**Source material**
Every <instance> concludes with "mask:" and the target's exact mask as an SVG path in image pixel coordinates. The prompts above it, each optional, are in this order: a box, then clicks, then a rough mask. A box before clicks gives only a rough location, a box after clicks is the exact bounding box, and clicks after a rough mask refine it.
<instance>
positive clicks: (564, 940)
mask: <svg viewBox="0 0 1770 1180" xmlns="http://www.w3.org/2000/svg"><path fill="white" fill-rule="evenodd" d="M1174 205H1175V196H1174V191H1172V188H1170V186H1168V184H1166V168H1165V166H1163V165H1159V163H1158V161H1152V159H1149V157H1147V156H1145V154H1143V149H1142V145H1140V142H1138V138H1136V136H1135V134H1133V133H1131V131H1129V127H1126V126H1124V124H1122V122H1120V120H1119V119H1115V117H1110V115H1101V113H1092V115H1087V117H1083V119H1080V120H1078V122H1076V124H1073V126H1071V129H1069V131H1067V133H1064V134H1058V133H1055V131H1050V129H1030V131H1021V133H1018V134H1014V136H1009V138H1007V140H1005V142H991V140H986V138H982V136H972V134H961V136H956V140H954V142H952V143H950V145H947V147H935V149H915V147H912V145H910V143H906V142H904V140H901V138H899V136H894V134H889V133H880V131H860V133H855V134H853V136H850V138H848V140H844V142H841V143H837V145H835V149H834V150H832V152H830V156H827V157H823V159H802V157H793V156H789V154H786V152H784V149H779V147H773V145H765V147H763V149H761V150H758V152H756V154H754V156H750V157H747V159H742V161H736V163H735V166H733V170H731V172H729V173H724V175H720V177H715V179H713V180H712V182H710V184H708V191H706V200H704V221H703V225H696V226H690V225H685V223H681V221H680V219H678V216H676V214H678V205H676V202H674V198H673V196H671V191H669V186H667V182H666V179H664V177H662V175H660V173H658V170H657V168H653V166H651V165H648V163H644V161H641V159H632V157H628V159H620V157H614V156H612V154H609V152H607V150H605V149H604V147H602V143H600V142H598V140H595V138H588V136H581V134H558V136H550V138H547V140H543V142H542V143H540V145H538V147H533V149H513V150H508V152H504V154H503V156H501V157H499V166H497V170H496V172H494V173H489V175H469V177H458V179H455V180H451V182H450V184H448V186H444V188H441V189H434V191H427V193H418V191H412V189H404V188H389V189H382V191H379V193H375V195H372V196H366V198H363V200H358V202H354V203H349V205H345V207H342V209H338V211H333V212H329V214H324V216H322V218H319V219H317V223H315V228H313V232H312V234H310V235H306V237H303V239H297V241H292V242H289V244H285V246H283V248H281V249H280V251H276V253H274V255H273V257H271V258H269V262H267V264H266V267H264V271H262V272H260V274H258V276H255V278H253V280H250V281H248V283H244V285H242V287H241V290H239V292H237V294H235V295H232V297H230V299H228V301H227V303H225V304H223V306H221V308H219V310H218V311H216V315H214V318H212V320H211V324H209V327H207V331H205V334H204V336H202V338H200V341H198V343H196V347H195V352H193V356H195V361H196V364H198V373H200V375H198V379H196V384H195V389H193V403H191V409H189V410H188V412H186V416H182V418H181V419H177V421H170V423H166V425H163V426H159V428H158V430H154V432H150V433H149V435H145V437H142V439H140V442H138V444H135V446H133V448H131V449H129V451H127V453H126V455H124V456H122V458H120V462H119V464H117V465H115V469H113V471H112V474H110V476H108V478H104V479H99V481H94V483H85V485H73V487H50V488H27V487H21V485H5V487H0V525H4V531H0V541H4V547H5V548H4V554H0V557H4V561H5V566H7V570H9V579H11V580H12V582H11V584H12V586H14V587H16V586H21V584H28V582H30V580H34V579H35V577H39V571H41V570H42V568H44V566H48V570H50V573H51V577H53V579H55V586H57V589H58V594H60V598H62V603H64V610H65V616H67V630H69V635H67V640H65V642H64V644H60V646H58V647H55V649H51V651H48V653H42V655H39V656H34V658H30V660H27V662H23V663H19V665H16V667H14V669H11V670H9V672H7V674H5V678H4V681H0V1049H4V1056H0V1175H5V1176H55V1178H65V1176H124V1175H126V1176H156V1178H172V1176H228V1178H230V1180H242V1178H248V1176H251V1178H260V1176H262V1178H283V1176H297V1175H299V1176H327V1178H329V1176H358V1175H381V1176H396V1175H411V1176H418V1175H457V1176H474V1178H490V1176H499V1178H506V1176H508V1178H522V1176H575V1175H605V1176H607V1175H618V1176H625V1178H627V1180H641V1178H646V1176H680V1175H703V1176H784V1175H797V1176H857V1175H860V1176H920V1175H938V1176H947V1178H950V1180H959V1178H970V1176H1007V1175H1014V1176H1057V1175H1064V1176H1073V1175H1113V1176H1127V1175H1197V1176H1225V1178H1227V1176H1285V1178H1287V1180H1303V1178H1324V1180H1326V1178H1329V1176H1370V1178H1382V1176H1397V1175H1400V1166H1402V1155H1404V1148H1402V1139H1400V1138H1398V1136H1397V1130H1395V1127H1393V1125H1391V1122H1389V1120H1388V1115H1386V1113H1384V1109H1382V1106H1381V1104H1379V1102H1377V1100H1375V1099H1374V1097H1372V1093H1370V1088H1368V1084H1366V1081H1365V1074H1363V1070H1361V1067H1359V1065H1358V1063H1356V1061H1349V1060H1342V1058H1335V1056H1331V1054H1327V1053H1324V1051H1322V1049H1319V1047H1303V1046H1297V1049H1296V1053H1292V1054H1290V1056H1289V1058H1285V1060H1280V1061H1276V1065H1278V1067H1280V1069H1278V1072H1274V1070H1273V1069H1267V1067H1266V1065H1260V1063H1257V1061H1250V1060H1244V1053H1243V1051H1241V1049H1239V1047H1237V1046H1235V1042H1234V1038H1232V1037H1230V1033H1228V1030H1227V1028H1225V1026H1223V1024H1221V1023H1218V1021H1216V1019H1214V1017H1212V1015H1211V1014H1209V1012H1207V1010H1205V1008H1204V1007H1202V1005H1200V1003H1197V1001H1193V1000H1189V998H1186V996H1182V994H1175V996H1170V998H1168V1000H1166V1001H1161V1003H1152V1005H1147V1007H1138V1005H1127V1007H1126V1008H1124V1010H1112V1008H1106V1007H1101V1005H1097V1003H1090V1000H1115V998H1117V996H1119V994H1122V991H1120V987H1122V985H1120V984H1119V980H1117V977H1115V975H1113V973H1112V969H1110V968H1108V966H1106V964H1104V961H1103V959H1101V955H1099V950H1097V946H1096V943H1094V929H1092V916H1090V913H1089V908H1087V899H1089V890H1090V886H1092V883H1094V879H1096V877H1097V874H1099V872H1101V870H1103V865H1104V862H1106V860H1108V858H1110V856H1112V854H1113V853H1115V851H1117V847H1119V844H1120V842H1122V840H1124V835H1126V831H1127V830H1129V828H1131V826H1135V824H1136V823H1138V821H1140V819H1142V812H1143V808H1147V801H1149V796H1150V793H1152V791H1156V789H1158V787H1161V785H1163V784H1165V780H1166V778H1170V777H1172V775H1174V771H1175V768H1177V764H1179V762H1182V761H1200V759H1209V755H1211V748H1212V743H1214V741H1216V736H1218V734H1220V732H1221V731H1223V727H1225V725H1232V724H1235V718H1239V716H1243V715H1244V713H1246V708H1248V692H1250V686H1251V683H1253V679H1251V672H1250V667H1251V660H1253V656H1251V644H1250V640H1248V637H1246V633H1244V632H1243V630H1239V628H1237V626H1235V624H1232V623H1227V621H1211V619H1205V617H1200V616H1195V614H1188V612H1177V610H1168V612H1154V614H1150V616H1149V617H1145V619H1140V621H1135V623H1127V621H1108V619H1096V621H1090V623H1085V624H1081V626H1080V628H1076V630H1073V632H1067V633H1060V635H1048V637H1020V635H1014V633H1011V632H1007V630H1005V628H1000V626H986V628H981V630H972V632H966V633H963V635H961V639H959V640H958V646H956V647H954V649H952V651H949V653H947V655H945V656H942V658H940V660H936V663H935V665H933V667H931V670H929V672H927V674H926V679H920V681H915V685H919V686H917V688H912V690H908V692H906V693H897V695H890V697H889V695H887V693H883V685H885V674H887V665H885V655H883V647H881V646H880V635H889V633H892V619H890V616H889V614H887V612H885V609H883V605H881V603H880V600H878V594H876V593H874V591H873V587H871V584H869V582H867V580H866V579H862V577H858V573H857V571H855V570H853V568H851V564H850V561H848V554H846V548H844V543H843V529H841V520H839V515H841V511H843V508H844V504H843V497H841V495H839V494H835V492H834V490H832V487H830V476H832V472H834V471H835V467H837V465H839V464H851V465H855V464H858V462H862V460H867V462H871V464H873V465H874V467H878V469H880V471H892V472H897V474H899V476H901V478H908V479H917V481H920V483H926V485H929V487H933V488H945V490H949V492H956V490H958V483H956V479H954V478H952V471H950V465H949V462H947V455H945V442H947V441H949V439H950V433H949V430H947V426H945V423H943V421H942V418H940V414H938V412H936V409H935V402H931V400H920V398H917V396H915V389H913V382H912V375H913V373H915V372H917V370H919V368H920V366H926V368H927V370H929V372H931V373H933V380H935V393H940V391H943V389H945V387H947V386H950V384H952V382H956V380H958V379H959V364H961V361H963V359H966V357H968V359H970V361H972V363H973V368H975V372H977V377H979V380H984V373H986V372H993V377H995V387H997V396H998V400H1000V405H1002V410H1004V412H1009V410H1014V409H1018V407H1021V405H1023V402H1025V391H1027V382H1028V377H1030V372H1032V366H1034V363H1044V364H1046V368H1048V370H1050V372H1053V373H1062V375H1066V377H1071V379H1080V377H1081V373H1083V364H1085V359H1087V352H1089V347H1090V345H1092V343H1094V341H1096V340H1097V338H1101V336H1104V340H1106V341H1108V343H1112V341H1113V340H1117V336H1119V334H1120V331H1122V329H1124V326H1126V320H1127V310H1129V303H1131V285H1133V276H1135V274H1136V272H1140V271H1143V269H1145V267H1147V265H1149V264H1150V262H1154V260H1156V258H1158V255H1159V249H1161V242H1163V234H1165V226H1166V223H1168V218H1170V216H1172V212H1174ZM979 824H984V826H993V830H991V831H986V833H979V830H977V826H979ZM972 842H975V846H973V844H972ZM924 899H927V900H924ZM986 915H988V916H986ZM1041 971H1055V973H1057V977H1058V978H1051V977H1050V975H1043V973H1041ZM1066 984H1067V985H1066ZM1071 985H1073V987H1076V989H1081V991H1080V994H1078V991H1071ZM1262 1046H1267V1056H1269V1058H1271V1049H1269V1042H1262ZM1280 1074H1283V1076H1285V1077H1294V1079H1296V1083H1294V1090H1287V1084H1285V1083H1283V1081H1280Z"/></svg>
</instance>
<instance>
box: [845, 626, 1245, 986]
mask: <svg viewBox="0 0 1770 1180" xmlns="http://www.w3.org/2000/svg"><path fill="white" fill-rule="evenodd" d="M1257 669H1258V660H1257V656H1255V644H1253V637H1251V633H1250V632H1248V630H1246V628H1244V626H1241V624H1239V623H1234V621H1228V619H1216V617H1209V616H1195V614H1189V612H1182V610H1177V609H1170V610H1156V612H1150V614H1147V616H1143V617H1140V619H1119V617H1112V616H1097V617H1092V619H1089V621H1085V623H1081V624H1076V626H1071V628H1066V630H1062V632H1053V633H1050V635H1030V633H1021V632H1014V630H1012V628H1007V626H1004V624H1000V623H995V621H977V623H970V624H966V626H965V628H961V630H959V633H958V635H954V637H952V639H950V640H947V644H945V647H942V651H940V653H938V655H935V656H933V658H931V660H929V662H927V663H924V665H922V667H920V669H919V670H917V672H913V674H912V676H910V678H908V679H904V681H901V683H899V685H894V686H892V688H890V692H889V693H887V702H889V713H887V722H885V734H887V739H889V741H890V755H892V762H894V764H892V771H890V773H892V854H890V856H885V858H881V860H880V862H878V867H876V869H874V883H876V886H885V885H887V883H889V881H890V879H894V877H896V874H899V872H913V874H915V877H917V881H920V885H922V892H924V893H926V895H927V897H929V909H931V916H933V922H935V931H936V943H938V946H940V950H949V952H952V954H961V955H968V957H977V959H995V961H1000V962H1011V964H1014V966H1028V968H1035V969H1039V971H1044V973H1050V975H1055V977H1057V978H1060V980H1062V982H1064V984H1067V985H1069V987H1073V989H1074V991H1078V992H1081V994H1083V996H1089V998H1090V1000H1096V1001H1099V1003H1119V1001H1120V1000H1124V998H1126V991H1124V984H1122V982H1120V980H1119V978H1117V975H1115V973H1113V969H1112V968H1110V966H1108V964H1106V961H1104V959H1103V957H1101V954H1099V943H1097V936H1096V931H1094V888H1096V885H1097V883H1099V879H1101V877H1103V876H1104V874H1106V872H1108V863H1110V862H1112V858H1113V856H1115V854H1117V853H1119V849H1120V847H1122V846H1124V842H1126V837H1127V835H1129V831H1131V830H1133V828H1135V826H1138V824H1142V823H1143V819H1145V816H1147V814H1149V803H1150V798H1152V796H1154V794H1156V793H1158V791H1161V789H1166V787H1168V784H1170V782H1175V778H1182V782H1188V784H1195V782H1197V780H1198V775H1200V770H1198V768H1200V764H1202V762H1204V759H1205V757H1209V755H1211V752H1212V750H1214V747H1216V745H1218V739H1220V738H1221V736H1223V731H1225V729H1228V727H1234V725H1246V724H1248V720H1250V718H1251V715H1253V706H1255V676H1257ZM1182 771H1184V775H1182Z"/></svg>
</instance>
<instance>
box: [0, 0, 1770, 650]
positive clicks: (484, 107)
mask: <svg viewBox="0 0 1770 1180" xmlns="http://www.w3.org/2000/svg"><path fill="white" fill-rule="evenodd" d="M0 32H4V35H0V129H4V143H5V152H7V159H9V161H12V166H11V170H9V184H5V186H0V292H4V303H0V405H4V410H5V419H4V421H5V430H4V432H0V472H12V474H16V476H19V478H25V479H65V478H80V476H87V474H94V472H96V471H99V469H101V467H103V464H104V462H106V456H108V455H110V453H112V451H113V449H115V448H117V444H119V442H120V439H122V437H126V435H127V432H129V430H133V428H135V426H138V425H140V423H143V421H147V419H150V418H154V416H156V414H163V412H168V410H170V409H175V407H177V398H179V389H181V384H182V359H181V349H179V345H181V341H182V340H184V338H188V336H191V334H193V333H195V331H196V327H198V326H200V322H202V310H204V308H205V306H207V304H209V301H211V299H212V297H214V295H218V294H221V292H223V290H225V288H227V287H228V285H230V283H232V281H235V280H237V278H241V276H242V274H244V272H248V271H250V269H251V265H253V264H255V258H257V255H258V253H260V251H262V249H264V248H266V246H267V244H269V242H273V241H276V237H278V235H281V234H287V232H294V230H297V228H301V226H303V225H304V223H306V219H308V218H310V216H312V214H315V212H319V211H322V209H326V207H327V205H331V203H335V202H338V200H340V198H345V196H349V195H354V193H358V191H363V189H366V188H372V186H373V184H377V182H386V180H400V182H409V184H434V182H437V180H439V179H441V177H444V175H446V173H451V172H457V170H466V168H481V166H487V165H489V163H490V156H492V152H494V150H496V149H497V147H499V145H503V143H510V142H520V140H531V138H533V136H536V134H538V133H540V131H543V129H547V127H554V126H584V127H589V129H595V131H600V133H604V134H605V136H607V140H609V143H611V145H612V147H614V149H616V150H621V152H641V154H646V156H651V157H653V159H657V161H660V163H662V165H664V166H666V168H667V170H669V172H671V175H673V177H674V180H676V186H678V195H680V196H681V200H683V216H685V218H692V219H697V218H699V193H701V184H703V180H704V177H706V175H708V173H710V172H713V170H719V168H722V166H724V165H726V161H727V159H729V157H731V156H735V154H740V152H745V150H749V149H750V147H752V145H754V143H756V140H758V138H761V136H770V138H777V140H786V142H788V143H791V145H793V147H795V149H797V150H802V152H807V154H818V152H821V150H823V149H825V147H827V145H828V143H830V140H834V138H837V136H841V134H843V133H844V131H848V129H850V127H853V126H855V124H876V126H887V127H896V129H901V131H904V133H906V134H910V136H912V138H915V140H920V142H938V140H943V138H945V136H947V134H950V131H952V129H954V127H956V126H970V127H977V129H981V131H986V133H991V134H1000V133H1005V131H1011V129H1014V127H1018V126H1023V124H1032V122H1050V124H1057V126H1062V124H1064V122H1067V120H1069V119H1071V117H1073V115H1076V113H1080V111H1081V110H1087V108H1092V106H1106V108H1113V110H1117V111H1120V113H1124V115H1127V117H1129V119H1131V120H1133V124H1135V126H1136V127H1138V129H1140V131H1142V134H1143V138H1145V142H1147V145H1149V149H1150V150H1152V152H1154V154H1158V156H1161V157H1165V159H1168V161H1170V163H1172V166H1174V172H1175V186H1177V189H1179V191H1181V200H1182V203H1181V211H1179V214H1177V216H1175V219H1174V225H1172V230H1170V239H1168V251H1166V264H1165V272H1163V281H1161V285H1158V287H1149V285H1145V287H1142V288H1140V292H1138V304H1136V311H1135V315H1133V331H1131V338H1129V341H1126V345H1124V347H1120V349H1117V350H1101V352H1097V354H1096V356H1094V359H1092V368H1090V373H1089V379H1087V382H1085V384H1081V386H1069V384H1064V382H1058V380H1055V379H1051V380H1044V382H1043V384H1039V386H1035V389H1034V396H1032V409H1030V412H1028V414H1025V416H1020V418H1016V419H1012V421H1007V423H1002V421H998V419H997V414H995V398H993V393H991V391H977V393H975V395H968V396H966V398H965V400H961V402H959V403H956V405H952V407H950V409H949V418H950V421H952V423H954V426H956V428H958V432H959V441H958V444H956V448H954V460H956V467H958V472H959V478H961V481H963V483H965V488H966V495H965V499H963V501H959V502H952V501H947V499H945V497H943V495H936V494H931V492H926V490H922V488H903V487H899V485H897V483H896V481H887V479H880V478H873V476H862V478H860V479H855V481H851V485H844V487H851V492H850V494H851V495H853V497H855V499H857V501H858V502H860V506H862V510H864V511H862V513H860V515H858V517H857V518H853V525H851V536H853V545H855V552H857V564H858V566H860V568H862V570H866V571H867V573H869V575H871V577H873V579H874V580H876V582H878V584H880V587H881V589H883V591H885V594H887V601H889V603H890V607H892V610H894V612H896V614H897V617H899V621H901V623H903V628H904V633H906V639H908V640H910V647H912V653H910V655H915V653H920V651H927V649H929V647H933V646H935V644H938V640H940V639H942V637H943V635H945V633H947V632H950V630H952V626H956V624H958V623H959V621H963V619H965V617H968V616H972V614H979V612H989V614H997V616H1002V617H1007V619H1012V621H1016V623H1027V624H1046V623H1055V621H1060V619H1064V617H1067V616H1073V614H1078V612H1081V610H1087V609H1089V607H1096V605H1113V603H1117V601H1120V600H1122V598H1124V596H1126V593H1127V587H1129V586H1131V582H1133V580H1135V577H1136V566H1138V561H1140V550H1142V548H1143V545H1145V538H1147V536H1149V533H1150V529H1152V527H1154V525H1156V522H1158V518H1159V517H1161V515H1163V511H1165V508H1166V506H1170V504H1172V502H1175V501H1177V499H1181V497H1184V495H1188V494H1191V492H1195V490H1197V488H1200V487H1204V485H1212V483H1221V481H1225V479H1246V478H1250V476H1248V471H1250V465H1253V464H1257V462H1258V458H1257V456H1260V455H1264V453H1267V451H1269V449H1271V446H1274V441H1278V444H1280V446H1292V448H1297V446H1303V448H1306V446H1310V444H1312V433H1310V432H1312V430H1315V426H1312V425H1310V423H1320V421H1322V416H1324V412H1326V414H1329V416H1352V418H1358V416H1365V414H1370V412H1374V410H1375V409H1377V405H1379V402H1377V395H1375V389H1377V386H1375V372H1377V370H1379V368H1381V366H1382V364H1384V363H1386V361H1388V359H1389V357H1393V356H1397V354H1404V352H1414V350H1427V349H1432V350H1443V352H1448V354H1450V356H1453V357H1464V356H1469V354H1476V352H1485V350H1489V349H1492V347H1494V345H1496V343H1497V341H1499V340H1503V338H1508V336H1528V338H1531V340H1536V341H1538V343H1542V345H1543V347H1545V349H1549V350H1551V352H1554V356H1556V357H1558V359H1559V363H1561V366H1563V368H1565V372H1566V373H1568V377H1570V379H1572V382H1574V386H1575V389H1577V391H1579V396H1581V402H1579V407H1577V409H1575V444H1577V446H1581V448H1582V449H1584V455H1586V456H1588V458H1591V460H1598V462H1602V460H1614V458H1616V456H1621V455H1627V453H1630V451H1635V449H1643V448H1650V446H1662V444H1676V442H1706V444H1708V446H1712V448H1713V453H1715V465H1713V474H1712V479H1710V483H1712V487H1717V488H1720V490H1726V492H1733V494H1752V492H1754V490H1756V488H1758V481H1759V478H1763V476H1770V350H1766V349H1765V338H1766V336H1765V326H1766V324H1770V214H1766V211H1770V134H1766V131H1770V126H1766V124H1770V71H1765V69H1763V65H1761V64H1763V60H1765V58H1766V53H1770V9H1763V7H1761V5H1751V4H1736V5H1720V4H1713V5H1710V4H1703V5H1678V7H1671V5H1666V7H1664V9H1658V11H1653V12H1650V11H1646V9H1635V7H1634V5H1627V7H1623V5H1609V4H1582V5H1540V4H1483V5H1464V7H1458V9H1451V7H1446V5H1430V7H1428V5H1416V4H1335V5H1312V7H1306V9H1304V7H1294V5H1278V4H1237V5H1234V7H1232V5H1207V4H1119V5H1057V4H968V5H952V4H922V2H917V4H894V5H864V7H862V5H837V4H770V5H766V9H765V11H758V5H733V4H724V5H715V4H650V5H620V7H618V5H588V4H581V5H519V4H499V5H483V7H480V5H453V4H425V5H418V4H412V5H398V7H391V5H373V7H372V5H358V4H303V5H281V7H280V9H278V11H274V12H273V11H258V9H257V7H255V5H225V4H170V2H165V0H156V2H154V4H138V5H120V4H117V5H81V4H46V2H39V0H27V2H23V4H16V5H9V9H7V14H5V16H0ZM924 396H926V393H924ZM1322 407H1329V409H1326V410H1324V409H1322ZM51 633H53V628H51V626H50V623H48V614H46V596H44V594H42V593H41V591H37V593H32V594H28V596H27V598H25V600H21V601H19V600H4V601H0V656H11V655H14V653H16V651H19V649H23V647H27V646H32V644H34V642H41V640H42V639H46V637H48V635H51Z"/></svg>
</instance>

**What is needed**
Lines with the word "positive" in them should be copied from the preceding records.

**Answer**
positive clicks: (564, 940)
positive clicks: (484, 107)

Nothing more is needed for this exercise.